Given problem 1: In the BIND 10 ticket below, which BIND 9 function is the missing version of getNextToken said to be equivalent to?

BIND 10 #2375: implement MasterLexer getNextToken() and ungetToken()

Fri Nov 16 14:27:41 UTC 2012

#2375: implement MasterLexer getNextToken() and ungetToken()
-------------------------------------+-------------------------------------
                   Reporter:         |                 Owner:  jelte
  jinmei                             |                Status:  reviewing
                       Type:  task   |             Milestone:
                   Priority:         |  Sprint-20121120
  medium                             |            Resolution:
                  Component:         |             Sensitive:  0
  libdns++                           |           Sub-Project:  DNS
                   Keywords:         |  Estimated Difficulty:  5
            Defect Severity:  N/A    |           Total Hours:  0
Feature Depending on Ticket:         |
  loadzone-ng                        |
        Add Hours to Ticket:  0      |
                  Internal?:  0      |
-------------------------------------+-------------------------------------

Comment (by jinmei):

 Hmm, I just noticed Jelte picked up the review task, but I've
 completed my own review (I'm not sure why I didn't own it for the
 review...), so I'm dumping it:

 I have a few major issues and some relatively minor comments on the
 actual implementation.

 '''missing other signature of getNextToken'''

 It's probably not clear from the ticket's description, but it was
 actually intended to implement another version of getNextToken
 (I thought it was mentioned in the main ticket of `MasterLexer`).
 It's equivalent of BIND 9's isc_lex_getmastertoken().  This can wait,
 however, until we implement rdata extensions to support the generic
 lexer.  In that case we need to create a ticket for it.

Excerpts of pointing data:
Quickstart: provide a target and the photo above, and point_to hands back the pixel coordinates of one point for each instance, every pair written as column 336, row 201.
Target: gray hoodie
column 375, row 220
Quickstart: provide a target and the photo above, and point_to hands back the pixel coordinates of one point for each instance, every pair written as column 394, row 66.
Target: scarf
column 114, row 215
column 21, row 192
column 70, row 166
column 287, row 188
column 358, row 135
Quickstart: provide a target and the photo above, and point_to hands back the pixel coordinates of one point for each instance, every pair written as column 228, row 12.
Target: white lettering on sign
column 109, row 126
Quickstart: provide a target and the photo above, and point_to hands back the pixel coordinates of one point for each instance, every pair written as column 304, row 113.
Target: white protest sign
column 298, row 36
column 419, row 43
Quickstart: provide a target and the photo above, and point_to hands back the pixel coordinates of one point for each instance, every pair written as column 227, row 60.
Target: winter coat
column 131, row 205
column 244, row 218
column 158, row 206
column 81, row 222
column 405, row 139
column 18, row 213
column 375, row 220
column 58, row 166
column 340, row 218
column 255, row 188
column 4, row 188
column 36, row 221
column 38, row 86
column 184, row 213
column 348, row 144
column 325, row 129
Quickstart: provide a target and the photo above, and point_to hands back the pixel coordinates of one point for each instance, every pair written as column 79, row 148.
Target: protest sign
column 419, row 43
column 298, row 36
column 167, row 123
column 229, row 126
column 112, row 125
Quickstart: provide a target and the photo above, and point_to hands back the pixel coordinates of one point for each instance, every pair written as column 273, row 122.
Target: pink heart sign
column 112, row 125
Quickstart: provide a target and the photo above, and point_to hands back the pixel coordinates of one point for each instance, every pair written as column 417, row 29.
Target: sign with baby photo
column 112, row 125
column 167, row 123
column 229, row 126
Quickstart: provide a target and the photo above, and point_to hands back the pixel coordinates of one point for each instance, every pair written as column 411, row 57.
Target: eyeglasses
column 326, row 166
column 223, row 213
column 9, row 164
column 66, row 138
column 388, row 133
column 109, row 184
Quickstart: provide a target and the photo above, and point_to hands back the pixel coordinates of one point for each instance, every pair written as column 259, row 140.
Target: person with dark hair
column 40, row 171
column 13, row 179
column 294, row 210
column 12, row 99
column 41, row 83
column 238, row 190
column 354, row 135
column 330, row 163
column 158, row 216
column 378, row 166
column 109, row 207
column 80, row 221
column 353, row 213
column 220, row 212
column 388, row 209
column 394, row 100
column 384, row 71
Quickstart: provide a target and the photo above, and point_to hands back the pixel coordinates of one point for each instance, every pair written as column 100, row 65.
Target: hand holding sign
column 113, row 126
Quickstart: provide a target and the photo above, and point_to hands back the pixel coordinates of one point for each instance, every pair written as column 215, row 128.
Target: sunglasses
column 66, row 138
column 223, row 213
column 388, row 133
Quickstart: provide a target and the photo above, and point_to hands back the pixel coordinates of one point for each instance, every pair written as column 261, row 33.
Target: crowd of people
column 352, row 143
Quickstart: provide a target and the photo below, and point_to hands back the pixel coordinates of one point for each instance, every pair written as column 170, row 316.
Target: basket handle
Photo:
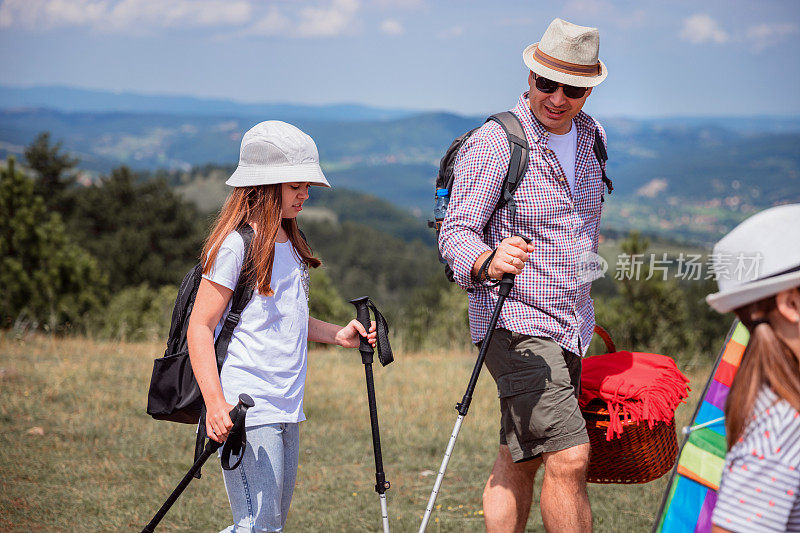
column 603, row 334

--

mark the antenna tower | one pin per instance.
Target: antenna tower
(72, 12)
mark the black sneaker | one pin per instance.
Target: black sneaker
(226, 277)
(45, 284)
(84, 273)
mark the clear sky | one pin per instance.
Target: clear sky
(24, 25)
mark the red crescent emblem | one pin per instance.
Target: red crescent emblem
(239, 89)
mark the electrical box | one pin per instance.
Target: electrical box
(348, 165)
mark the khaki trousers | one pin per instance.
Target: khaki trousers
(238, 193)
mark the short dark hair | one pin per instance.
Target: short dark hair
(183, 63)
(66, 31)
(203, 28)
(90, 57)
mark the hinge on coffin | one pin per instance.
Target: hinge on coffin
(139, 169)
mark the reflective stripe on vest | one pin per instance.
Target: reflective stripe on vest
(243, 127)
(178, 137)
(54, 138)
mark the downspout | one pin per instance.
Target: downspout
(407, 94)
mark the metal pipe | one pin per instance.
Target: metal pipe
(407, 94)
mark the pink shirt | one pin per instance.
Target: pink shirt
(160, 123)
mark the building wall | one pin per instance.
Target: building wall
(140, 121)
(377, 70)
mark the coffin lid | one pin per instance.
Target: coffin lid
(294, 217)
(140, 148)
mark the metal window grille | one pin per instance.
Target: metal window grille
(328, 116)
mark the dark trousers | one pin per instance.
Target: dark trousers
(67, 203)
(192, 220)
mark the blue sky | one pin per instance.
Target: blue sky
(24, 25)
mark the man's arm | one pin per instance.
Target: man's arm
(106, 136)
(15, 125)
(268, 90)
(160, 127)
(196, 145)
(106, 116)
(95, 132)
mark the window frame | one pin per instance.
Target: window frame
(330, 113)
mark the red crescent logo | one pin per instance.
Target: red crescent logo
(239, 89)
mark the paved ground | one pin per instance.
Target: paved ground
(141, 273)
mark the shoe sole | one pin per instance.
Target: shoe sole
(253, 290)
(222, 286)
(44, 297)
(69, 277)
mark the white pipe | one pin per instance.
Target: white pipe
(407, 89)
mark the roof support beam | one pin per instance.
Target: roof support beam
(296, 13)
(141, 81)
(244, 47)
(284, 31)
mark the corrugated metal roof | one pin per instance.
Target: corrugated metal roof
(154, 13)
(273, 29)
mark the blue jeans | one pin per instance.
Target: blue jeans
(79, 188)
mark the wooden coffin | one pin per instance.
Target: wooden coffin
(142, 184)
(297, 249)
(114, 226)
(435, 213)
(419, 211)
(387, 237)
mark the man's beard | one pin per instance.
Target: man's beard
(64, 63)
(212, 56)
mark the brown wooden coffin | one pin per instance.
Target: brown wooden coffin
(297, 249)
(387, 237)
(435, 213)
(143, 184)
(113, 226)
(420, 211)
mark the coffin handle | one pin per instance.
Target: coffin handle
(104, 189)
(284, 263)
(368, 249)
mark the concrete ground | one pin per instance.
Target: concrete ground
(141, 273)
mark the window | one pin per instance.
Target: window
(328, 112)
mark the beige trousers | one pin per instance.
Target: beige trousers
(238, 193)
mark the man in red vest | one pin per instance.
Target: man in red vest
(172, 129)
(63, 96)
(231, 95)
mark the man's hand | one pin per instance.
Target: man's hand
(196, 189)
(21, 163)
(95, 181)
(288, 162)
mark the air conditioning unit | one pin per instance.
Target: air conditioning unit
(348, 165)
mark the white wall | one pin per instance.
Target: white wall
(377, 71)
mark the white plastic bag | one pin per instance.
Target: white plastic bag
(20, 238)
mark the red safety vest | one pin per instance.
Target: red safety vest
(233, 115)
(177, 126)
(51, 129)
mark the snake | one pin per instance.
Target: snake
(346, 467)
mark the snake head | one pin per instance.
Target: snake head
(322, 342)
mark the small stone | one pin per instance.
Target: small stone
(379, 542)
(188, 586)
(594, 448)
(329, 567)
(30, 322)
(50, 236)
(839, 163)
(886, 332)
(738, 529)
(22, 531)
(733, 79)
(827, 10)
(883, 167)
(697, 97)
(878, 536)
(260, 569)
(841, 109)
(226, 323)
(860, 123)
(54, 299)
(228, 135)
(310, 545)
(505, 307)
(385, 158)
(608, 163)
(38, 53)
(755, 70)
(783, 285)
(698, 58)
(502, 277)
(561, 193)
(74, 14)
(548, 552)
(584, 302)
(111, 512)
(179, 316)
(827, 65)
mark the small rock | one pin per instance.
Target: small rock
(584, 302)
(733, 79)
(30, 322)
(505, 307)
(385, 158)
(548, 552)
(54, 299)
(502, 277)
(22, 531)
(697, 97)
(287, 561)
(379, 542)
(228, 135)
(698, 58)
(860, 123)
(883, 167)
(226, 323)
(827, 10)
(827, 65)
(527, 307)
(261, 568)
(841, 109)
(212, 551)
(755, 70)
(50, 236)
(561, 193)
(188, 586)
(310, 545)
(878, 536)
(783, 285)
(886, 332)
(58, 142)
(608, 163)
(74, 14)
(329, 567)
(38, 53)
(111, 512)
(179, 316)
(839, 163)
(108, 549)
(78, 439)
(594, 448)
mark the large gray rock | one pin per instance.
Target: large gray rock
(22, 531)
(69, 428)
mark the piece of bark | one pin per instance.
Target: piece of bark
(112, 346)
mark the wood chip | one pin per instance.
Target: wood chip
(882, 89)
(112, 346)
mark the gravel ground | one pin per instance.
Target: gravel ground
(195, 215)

...

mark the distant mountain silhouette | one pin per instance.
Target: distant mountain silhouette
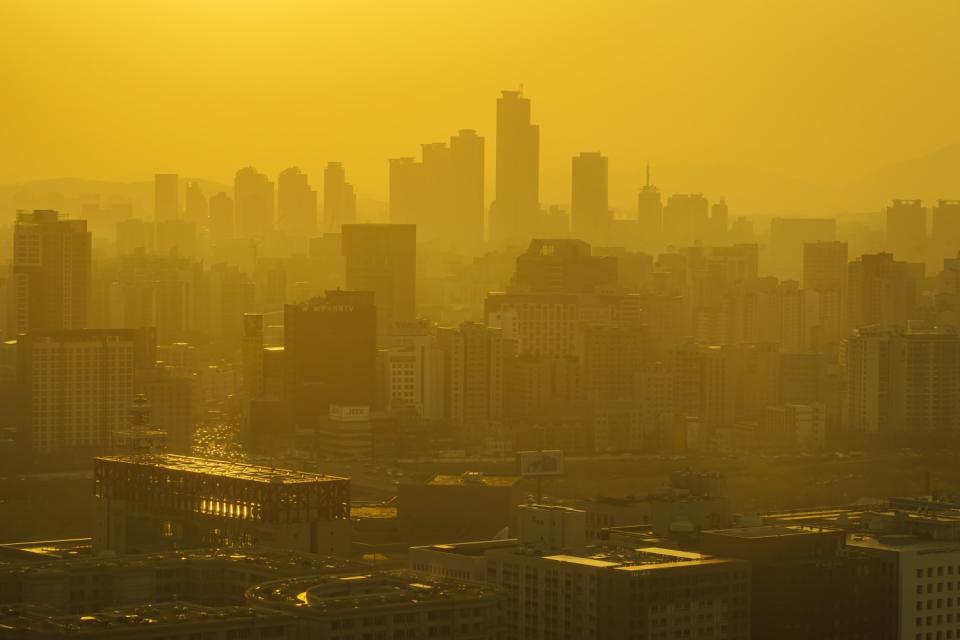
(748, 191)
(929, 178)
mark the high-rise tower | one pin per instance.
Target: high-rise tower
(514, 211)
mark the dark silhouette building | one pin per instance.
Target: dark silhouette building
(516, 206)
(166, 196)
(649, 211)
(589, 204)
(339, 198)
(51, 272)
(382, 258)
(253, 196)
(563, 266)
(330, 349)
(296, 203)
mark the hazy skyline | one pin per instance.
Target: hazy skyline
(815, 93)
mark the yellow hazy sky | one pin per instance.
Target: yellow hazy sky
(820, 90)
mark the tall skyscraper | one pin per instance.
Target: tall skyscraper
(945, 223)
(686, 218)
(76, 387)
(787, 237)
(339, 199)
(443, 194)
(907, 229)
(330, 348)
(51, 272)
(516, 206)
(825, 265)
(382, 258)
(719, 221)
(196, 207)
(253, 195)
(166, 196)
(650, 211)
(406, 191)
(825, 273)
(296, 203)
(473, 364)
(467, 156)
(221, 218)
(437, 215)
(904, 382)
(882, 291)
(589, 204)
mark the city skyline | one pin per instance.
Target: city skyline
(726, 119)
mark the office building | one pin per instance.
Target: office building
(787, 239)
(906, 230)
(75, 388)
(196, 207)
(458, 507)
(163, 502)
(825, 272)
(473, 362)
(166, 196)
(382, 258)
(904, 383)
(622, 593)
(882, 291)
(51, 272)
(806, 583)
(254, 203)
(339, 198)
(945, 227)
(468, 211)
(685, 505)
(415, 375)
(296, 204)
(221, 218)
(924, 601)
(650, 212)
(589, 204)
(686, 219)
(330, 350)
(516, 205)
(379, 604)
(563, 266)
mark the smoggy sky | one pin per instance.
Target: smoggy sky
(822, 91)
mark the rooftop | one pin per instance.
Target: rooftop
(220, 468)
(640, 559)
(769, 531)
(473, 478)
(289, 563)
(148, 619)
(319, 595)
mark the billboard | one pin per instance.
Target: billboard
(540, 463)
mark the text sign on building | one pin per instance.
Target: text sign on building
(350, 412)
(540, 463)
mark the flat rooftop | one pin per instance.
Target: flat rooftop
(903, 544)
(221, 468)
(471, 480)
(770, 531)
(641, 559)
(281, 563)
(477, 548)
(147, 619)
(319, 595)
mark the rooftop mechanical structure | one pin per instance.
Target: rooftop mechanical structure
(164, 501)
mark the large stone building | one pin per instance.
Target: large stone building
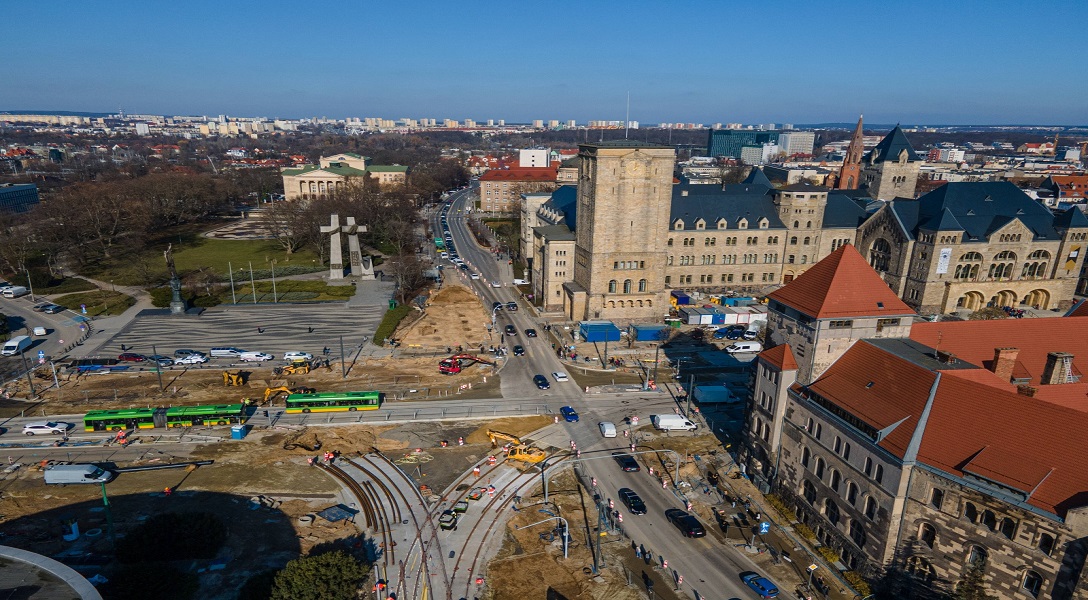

Given problem 2: Pick out every line of the entries above that contains the string "tower". Case counts.

Worked answer 1: isc_lex_getmastertoken()

Worked answer 2:
mark the antenna tower | one pin per instance.
Target: antenna tower
mark the high-rise tower | one pin per instance.
Target: high-rise tower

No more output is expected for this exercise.